▸ **Stored records**:
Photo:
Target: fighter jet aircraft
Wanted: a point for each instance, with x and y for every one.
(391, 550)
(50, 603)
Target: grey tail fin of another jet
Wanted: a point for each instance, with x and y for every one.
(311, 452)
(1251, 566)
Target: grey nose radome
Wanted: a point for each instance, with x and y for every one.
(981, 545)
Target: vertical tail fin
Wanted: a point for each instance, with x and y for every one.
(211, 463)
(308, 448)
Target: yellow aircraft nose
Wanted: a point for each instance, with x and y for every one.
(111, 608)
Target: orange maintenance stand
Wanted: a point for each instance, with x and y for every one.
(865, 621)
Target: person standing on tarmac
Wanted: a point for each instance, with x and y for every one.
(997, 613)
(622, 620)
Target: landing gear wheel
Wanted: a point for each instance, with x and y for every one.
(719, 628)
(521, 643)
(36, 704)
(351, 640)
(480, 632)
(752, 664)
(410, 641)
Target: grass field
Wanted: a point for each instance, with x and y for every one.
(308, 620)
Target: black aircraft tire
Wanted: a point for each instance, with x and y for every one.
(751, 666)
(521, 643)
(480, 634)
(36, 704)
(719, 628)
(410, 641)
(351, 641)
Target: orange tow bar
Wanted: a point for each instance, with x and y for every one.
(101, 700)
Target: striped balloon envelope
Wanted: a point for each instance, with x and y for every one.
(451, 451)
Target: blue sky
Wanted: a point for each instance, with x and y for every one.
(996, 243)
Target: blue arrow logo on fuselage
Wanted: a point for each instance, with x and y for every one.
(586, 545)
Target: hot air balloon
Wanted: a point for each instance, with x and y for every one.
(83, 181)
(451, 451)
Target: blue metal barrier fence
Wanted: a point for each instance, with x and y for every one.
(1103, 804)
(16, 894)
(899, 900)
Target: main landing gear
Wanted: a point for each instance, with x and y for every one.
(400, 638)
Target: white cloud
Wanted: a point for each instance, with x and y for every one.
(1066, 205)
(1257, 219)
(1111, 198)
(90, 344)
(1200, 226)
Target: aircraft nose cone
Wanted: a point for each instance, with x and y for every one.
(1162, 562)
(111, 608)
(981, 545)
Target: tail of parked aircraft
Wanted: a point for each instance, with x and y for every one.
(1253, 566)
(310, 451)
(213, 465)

▸ **Task directions**: Please copy the data above, substituting "undercarriage" for every occurrence of "landing gear" and leaving everything else unchanged.

▸ **Output of the task**:
Photo:
Target: fighter jet aircraft
Wanted: a point for each instance, with x and y for every one.
(391, 550)
(50, 603)
Target: grey tail fin of another jet
Wanted: a point for each instance, with x and y for every one.
(311, 452)
(1251, 566)
Target: grey nose radome
Wanted: a point for each instance, with x and y for every one.
(981, 545)
Target: vertical tail fin
Wanted: a point for each instance, with x and y for every one.
(211, 463)
(308, 448)
Target: yellow aircraft nose
Wanted: a point for each instance, with x and y for every one.
(111, 608)
Target: orange maintenance stand
Wanted: a point for each instance, with x and y for every one.
(865, 621)
Target: person standing on tarmac
Wanted: a point for each instance, with x and y for every one.
(997, 613)
(622, 620)
Target: undercarriage wheel
Wanted: a point for each instance, with x and y for every one.
(719, 628)
(521, 643)
(36, 704)
(351, 640)
(480, 632)
(752, 664)
(410, 641)
Target: grass field
Wanted: a point for each instance, with x and y for every one.
(308, 620)
Target: black aircraft tire
Wanted: a point for each instance, with x and y for every one.
(751, 666)
(521, 643)
(480, 634)
(36, 704)
(719, 628)
(410, 641)
(351, 641)
Target: orange tow bar
Wanted: a point for each instance, with x and y for every one.
(101, 700)
Target: striped balloon envelope
Wanted: a point for each instance, with x and y for every one.
(451, 451)
Target: blue sky
Wanted: a point for each instance, with x and y for every one.
(996, 243)
Target: blue arrow logo on fuselage
Wanted: a point for each instance, with x and y for every one.
(586, 545)
Target: hot air balloon
Wanted: a point for each instance, with x and y for every one.
(83, 181)
(451, 451)
Target: blue metal barrier fence
Wanted: a point for each instance, with x and y for every one.
(1103, 804)
(16, 894)
(899, 900)
Target: main undercarriage
Wanted: a point for each instance, with x and y for every one.
(400, 638)
Target: white cloud
Wanted: a point for each instance, with x and y for every one.
(1066, 205)
(1257, 219)
(1111, 198)
(90, 344)
(1200, 226)
Target: aircraft nose cone
Wanted: a point for each instance, with x and y for every one.
(1162, 562)
(111, 608)
(981, 545)
Target: tail of parked aircraft
Wanted: a point for each instance, with x and y for every one.
(1253, 566)
(310, 451)
(213, 465)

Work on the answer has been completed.